Exercise directions –
Starting with the line containing "Spot the leafy" and continuing through the end of the items below, lay those items out as a two-column CSV with the columns item_text and item_answer. Give one row per item, with its text and its answer each in a single quoted field and line breaks turned into spaces.

Input data –
>> start

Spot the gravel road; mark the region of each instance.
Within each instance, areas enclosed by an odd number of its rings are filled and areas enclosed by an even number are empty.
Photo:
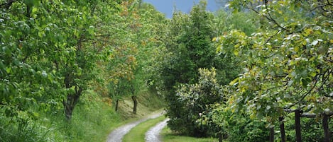
[[[145,140],[146,142],[161,142],[160,133],[160,131],[167,125],[169,119],[157,124],[155,126],[151,127],[146,133]]]
[[[160,116],[162,115],[162,112],[158,112],[155,113],[153,114],[151,114],[146,118],[141,119],[140,120],[138,120],[136,122],[131,122],[129,124],[126,124],[125,125],[123,125],[116,129],[114,129],[112,132],[111,132],[110,134],[109,134],[109,136],[107,138],[107,142],[121,142],[121,140],[123,139],[124,136],[126,135],[126,134],[129,133],[129,131],[134,126],[138,125],[138,124],[148,120],[149,119],[154,119],[157,118]]]

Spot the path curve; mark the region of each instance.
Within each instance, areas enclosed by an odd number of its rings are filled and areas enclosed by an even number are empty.
[[[160,133],[160,131],[167,126],[167,122],[169,119],[157,124],[155,126],[151,127],[146,133],[145,140],[146,142],[161,142]]]
[[[124,136],[129,133],[132,128],[146,120],[157,118],[162,114],[162,112],[155,113],[136,122],[131,122],[118,127],[109,134],[107,142],[121,142]]]

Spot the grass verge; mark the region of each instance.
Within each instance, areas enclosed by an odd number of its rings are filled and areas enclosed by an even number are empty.
[[[160,133],[163,142],[218,142],[219,140],[214,138],[195,138],[182,136],[173,132],[168,126],[165,126]]]
[[[148,119],[133,128],[123,138],[124,142],[145,142],[146,132],[158,122],[163,121],[165,117],[161,116],[155,119]]]
[[[113,129],[163,107],[160,99],[150,92],[139,94],[138,102],[137,114],[132,113],[130,97],[121,101],[119,112],[115,112],[109,99],[87,91],[80,97],[70,122],[65,119],[60,109],[43,114],[38,124],[49,130],[45,136],[48,139],[45,141],[105,141]]]

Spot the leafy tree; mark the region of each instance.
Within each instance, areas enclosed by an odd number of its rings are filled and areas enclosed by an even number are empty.
[[[231,94],[227,110],[248,111],[252,119],[271,124],[269,127],[285,115],[285,109],[332,113],[332,4],[322,1],[229,4],[236,11],[250,9],[263,22],[251,35],[231,30],[216,39],[219,52],[236,55],[245,66],[230,83],[237,91]]]
[[[182,119],[185,108],[175,95],[174,86],[178,83],[194,83],[198,80],[200,68],[211,68],[215,52],[211,42],[213,15],[204,11],[201,3],[195,6],[190,16],[175,12],[170,21],[166,40],[168,58],[160,68],[167,102],[168,126],[177,130],[185,124]]]
[[[185,84],[178,88],[177,96],[180,100],[182,117],[179,117],[177,127],[173,129],[183,134],[195,136],[207,136],[214,131],[207,123],[198,123],[203,112],[210,112],[211,105],[222,102],[224,99],[220,93],[215,69],[200,69],[197,84]]]

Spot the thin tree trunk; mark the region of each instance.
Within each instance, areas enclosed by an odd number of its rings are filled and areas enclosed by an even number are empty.
[[[296,131],[296,141],[302,142],[302,135],[300,133],[300,114],[301,111],[295,111],[295,129]]]
[[[136,107],[138,106],[138,100],[136,99],[136,96],[132,95],[132,100],[134,105],[133,106],[133,113],[136,114]]]
[[[274,126],[269,129],[269,141],[274,142]]]
[[[280,133],[281,134],[281,142],[285,142],[285,122],[283,117],[278,117],[280,121]]]
[[[119,104],[119,100],[117,99],[116,100],[116,112],[118,111],[118,104]]]
[[[324,114],[322,116],[322,128],[324,129],[324,134],[325,136],[325,142],[330,142],[329,129],[328,124],[329,116]]]
[[[82,89],[80,87],[75,87],[75,93],[69,94],[67,96],[67,99],[62,101],[62,105],[64,106],[65,115],[67,120],[72,119],[72,115],[73,114],[74,108],[80,100],[80,96],[82,93]]]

>> end

Output below –
item_text,item_answer
"Spot the leafy tree; mark the region of each instance. Within each instance, areas enclosed by an odd number of its rings are filled and areas enclosed by an even number are empty.","[[[231,94],[227,110],[248,111],[252,119],[271,124],[269,127],[285,115],[285,109],[332,113],[332,4],[322,1],[229,4],[236,11],[250,9],[263,22],[251,35],[231,30],[216,39],[219,52],[236,55],[245,66],[230,83],[237,91]]] [[[182,119],[185,108],[175,95],[174,86],[178,83],[194,83],[198,80],[200,68],[211,68],[215,52],[211,42],[213,15],[204,11],[201,3],[195,6],[190,16],[175,12],[170,21],[166,40],[168,58],[160,68],[167,102],[168,126],[177,130],[185,124]]] [[[185,84],[178,88],[177,96],[180,100],[182,117],[179,117],[177,127],[173,129],[183,134],[195,136],[207,136],[214,131],[207,123],[198,123],[203,112],[210,112],[211,105],[222,102],[224,99],[220,93],[215,69],[200,69],[197,84]]]"
"Spot the thin tree trunk; mark the region of each instance. Within each instance, areas enclosed by an odd number of its rings are filled and areas enclosed by an even number are empty.","[[[296,131],[296,141],[302,142],[302,135],[300,133],[300,114],[301,111],[295,111],[295,129]]] [[[136,107],[138,106],[138,100],[136,99],[136,96],[132,95],[132,100],[134,105],[133,106],[133,113],[136,114]]] [[[274,126],[269,129],[269,141],[274,142]]] [[[280,133],[281,134],[281,142],[285,142],[285,122],[283,117],[278,117],[280,121]]] [[[119,104],[119,100],[117,99],[116,100],[116,112],[118,111],[118,104]]] [[[324,114],[322,116],[322,128],[324,129],[324,134],[325,136],[325,142],[330,142],[329,129],[328,124],[329,116]]] [[[82,89],[80,87],[75,87],[75,93],[69,94],[67,96],[67,99],[62,101],[62,105],[64,106],[65,115],[67,120],[72,119],[72,115],[73,114],[74,108],[80,100],[80,96],[82,93]]]"